[Start of Document segment]

Minister’s community of squatters defies odds

Minister’s community of squatters defies odds
Judy Peet, Religion News Service
June 29, 2009

LAKEWOOD, N.J. — The vegetable garden is ready to plant, the washer and dryer will be hooked up soon, and Nina the Polish lady figured out how to make cheese from the milk of the new goat, named Molly.

But while residents of what has come to be known as “KP Tent City” search for 20 more chickens “so we have enough eggs to be self-sustaining,” local officials explore ways to “gently” roust what Mayor Robert Singer calls “a nightmare waiting to happen.”

Throughout the country, tent cities have risen in response to troubled economic times and, just as quickly, have been shut down for health and zoning violations. Even the tent camp in Sacramento, Calif., made a national symbol of the recession by Oprah, pulled up stakes in April.

Here in Lakewood, however, the tent city is now in its second year and becoming more entrenched every day.

The squatters — most chronically homeless — sank a well, rigged up a propane-heated shower and built a food shed.

There is a bathroom tent with a chemical toilet on a wooden platform. There are movies they can watch on a donated television powered by a donated generator.

About 25 tents, a half-dozen teepees and a pop-up camper sit on a few acres of pine forest on the edge of town.

[End of Document segment]
[Start of Data]

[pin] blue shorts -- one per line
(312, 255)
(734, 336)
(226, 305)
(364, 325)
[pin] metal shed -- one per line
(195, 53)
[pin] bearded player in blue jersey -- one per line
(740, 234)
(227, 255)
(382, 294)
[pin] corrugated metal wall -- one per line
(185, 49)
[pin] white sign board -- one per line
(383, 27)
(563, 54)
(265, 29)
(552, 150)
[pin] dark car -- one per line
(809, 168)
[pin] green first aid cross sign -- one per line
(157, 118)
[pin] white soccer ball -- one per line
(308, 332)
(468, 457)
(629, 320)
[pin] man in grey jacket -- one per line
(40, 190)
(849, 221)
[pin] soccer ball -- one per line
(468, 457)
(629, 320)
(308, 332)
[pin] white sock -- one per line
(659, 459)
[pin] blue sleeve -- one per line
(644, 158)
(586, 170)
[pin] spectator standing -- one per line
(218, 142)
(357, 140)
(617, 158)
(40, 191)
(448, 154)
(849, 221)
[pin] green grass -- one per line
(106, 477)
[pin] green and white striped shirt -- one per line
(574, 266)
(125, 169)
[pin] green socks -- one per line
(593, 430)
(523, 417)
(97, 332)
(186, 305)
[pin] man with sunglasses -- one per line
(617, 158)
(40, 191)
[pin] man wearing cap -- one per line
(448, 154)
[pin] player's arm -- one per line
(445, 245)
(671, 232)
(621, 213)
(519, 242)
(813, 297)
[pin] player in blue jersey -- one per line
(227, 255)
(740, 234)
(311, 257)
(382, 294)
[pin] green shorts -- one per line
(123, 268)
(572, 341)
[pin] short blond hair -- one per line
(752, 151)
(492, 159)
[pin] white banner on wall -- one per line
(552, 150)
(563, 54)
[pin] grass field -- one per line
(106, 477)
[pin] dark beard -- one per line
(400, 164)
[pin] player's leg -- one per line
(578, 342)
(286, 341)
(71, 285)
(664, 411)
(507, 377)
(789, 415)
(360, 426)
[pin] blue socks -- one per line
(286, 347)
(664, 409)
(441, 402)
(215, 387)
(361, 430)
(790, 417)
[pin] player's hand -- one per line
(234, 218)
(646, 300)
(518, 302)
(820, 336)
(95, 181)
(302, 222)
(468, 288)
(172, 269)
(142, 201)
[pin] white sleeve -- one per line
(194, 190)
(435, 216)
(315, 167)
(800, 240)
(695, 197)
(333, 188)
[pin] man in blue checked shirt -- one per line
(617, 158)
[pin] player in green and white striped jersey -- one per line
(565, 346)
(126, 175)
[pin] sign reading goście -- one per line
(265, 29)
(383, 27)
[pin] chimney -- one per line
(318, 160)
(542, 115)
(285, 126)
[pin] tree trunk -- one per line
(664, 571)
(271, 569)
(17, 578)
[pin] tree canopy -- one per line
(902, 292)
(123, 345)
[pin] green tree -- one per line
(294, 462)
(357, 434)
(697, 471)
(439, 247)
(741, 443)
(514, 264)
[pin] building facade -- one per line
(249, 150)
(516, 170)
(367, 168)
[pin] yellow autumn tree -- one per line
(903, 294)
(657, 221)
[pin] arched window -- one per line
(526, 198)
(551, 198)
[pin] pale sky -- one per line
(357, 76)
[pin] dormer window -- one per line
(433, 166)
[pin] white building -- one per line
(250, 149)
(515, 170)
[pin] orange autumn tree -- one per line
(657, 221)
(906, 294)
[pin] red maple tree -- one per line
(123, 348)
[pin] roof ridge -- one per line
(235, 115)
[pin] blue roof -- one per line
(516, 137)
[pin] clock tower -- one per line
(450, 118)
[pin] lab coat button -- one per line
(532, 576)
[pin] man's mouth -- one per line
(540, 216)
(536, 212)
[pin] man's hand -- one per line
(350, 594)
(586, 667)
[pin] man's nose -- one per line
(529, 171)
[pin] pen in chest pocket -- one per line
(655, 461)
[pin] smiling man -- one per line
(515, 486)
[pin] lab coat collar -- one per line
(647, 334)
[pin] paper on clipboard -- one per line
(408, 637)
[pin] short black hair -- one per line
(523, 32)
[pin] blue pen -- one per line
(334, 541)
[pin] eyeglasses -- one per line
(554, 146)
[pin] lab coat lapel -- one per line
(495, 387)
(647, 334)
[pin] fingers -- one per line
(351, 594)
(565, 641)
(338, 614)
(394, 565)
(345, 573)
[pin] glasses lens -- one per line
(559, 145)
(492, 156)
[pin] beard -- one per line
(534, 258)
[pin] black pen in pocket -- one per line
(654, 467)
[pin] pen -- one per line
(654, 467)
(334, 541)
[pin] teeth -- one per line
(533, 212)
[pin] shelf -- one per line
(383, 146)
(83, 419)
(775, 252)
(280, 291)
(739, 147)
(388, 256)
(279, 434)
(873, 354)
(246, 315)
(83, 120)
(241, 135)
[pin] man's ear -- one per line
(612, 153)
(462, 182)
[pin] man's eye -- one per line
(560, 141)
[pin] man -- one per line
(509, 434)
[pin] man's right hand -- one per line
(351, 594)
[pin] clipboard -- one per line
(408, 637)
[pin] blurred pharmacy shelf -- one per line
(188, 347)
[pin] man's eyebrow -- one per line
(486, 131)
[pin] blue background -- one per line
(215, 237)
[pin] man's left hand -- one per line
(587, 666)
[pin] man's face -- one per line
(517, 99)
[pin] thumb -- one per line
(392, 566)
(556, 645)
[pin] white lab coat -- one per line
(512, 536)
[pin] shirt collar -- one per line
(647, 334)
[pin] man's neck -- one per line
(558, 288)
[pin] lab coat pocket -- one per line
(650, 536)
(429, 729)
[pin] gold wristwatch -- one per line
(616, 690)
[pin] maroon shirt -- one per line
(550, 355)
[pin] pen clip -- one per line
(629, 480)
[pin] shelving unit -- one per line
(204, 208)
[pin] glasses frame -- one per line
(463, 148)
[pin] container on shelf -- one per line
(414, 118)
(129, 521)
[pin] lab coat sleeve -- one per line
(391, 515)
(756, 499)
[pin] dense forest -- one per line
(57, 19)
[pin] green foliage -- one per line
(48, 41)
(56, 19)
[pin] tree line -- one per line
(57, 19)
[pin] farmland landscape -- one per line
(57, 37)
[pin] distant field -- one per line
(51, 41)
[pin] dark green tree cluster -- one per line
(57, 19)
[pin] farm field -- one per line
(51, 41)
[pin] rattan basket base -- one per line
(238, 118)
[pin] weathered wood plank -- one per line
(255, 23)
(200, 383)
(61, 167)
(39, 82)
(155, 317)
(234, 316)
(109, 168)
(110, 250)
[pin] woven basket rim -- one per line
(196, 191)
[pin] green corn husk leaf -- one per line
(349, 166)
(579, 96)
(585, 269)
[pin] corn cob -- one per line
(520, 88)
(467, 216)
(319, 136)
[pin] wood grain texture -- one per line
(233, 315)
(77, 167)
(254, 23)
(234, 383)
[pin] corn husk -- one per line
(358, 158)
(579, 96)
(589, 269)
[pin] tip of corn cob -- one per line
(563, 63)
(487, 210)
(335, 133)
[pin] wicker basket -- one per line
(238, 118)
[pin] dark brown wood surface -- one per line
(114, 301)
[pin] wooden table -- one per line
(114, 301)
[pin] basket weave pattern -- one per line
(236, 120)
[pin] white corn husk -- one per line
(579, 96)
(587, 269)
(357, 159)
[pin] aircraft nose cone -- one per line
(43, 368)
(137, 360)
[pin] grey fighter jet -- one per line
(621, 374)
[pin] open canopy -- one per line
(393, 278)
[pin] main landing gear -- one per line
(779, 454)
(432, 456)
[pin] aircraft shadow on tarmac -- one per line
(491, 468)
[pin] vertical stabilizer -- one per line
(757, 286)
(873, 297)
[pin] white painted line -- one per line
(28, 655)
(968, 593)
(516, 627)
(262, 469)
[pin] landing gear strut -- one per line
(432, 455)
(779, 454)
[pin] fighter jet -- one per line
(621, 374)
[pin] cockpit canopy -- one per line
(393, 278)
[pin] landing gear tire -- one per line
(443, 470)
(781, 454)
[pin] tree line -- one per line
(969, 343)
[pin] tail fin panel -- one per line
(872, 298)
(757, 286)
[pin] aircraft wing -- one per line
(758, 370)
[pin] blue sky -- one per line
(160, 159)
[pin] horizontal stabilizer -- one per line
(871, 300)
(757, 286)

[End of Data]

▶ **To do**
a) Translate this sentence from the Lakewood tent city article into Spanish: "The squatters — most chronically homeless — sank a well, rigged up a propane-heated shower and built a food shed."
b) Quote the Lakewood tent city article word for word, starting with "Throughout the country, tent" and going on through "entrenched every day.".
Rely on the article alone when responding.

▶ **Answers in order**
a) Los ocupantes ilegales —la mayoría sin hogar de forma crónica— cavaron un pozo, improvisaron una ducha calentada con propano y construyeron un cobertizo para alimentos.

b)
Throughout the country, tent cities have risen in response to troubled economic times and, just as quickly, have been shut down for health and zoning violations. Even the tent camp in Sacramento, Calif., made a national symbol of the recession by Oprah, pulled up stakes in April.

Here in Lakewood, however, the tent city is now in its second year and becoming more entrenched every day.